▶ **EXERCISE REQUIREMENTS**:
Restate exactly, and only, the lines from the one containing "Shelf-audit tool: tag the river in" through the end of the entries, keeping both endpoints.

--------------------

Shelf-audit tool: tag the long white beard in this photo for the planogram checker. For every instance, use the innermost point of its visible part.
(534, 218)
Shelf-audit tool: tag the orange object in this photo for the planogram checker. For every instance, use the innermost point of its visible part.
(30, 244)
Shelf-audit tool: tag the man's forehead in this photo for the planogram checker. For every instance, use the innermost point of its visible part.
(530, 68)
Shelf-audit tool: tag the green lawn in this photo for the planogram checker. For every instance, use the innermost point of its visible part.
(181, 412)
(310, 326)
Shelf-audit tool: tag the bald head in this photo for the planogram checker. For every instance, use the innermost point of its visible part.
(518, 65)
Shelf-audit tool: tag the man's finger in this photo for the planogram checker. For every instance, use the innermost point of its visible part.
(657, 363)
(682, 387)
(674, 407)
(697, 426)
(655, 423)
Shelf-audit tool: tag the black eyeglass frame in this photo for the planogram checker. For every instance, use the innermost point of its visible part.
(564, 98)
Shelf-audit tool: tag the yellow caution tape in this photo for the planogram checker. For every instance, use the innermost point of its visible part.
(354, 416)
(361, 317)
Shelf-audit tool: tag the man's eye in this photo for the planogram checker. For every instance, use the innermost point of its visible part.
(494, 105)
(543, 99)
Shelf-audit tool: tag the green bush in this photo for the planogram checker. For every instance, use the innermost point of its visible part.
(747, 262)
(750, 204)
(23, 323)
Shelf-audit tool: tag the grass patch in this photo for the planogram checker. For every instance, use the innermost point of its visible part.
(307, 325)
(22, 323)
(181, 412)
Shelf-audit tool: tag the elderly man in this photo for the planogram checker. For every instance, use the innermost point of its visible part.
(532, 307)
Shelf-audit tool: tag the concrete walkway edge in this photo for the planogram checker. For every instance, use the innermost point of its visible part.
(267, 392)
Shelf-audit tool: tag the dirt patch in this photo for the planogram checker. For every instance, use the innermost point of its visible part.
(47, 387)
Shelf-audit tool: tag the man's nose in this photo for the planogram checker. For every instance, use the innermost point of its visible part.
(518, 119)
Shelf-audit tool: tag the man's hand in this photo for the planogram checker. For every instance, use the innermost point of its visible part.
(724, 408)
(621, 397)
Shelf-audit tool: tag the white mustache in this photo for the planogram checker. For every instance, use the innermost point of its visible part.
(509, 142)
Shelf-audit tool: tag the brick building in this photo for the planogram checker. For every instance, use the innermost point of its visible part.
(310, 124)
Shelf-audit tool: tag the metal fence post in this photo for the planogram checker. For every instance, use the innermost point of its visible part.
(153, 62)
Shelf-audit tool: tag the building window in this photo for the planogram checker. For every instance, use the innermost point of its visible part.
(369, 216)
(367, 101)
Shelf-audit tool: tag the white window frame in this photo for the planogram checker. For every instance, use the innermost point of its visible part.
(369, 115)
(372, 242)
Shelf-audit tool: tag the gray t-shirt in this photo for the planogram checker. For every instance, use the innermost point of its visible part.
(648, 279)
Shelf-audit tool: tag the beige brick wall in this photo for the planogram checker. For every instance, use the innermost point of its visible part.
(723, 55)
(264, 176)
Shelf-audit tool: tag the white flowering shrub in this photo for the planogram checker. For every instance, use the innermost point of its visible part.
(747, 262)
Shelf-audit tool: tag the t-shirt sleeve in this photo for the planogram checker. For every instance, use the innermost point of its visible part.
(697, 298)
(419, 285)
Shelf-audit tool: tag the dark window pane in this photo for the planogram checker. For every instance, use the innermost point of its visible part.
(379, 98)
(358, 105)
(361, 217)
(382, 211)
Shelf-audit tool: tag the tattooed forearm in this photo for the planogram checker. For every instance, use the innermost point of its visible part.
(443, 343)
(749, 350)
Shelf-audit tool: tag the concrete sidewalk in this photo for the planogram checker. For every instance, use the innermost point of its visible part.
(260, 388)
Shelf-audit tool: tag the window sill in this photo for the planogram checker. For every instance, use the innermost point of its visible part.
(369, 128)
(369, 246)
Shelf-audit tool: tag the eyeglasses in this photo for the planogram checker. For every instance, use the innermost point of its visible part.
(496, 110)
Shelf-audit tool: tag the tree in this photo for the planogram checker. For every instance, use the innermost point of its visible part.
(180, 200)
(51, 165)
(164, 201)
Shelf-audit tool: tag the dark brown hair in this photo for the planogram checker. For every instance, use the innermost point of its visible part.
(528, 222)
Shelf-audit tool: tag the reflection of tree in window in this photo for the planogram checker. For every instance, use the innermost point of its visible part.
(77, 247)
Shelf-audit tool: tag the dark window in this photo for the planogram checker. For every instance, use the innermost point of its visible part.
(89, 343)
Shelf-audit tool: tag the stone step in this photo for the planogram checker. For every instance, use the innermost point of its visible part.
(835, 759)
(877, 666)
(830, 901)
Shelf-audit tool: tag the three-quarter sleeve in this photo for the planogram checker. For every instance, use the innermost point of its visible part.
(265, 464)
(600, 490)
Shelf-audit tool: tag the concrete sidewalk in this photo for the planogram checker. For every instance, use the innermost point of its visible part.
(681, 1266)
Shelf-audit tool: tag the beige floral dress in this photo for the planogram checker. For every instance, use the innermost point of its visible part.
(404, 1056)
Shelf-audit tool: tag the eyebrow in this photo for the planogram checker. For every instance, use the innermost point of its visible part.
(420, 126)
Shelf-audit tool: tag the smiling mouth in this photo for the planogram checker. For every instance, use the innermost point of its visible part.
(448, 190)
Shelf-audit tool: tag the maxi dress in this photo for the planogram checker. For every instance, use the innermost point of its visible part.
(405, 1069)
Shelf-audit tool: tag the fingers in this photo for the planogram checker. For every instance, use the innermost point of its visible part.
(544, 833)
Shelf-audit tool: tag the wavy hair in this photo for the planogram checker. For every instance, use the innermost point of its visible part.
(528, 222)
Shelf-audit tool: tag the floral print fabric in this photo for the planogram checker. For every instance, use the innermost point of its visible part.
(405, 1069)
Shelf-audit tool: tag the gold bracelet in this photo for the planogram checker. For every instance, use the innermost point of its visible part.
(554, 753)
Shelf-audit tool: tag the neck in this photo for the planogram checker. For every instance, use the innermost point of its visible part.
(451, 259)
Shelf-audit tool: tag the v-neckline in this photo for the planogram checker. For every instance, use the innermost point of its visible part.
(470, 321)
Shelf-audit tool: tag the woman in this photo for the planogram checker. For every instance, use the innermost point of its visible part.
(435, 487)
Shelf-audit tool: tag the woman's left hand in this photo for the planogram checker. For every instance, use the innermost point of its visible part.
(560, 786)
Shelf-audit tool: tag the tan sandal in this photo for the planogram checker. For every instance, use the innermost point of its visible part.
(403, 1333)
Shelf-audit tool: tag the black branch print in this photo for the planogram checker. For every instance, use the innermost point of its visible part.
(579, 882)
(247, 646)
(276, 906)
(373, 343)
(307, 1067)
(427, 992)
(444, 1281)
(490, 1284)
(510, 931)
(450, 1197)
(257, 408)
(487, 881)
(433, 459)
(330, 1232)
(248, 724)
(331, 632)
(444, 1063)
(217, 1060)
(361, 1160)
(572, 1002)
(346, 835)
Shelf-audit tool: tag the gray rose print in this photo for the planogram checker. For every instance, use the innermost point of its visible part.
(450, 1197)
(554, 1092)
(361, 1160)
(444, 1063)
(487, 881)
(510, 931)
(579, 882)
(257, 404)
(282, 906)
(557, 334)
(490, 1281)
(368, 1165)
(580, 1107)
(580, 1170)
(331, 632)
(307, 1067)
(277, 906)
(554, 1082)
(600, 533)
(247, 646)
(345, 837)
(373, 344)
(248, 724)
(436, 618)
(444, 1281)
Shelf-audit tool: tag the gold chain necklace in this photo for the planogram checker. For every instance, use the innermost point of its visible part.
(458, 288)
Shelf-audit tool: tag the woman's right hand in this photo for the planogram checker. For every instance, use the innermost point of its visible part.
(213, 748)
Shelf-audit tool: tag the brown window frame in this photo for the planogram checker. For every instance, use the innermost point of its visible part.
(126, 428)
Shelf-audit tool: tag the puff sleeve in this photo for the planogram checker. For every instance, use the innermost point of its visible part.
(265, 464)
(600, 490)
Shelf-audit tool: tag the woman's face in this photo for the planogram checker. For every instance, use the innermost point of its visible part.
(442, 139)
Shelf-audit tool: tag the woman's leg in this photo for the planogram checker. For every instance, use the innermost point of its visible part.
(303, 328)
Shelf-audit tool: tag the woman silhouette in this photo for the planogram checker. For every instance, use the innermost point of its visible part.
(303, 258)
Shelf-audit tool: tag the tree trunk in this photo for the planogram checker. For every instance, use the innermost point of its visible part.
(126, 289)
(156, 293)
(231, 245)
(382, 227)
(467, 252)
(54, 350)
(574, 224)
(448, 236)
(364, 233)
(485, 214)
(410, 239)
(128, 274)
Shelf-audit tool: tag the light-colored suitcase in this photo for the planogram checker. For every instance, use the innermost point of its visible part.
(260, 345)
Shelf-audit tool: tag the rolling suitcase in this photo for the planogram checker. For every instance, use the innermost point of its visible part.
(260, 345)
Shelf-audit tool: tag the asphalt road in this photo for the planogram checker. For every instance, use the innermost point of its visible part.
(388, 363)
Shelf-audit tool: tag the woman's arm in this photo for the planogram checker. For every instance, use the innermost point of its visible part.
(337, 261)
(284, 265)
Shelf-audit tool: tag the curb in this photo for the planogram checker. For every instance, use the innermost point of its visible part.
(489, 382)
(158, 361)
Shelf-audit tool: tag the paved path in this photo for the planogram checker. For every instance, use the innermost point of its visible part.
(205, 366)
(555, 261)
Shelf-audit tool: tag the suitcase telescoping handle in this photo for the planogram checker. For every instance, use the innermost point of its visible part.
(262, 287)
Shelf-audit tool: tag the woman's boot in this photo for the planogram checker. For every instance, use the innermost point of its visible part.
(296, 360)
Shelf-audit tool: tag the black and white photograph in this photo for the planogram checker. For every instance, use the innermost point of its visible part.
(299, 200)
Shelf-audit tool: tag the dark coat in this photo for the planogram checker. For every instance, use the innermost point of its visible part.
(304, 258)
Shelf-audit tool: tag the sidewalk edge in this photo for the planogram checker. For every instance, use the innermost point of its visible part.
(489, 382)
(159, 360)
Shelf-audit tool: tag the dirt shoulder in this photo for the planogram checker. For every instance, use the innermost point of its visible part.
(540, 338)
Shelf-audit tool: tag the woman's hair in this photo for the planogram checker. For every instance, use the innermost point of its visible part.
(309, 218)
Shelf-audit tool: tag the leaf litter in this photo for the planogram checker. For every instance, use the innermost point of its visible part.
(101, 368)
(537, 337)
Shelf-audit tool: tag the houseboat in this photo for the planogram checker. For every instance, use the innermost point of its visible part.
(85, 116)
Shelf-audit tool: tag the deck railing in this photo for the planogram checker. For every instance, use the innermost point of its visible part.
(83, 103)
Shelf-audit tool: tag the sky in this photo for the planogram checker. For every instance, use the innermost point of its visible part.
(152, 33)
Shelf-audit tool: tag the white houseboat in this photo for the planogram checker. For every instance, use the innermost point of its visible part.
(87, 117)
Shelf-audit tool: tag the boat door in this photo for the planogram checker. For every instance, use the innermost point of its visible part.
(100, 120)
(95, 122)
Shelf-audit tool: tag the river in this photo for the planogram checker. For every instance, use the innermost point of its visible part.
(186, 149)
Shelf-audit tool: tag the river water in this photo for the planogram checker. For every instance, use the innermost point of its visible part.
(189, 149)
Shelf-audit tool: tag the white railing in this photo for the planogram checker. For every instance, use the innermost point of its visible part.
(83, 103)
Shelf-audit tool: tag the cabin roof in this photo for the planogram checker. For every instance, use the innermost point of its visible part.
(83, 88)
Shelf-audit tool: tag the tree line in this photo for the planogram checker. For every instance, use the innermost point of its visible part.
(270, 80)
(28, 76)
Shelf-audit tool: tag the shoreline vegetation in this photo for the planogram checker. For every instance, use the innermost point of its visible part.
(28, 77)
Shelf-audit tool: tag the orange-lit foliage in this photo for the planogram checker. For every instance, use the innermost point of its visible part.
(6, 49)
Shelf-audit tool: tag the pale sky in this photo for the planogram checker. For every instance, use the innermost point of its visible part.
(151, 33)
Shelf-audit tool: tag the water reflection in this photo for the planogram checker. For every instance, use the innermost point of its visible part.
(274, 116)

--------------------

▶ **SOLUTION**:
Shelf-audit tool: tag the river in this photo for the planogram checker. For every instance, use the innermost point of its visible part.
(186, 149)
Shelf-audit tool: tag the river water in this photo for the planogram checker. For every instance, use the innermost point of its visible part.
(189, 149)
Shelf-audit tool: tag the white railing in this photo for the planogram checker. For every instance, use the innermost point of its visible part.
(83, 103)
Shelf-audit tool: tag the cabin roof in this photo for the planogram checker. For every instance, use the innermost point of its visible part.
(83, 88)
Shelf-audit tool: tag the tree line in this photo for the planogram checker. For every instance, use the innermost point of its visible part.
(270, 80)
(28, 76)
Shelf-audit tool: tag the shoreline vegetation in this photo for the planogram checker. For every instance, use the innermost point of its visible part.
(28, 77)
Shelf-audit tool: tag the orange-lit foliage in this photo for the planogram checker. For every instance, use the innermost point of its visible part.
(6, 49)
Shelf-audit tool: tag the pale sky in this photo for the planogram checker. For every instance, use the innermost point of its visible part.
(151, 33)
Shelf-audit tool: tag the water reflection in this photo for the planogram checker. For every instance, use the innermost point of its visible part.
(274, 116)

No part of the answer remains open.